What the task requires:
Your response should consist of every record, exactly as given.

Supplied data:

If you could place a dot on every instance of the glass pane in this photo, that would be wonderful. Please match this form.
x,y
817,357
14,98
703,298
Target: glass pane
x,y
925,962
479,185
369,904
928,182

Answer section:
If you could place a dot on every instance of the glass pane in this photo, that would be wonderful. Please match this form.
x,y
817,357
14,98
703,298
Target: glass pane
x,y
925,962
479,185
369,904
928,182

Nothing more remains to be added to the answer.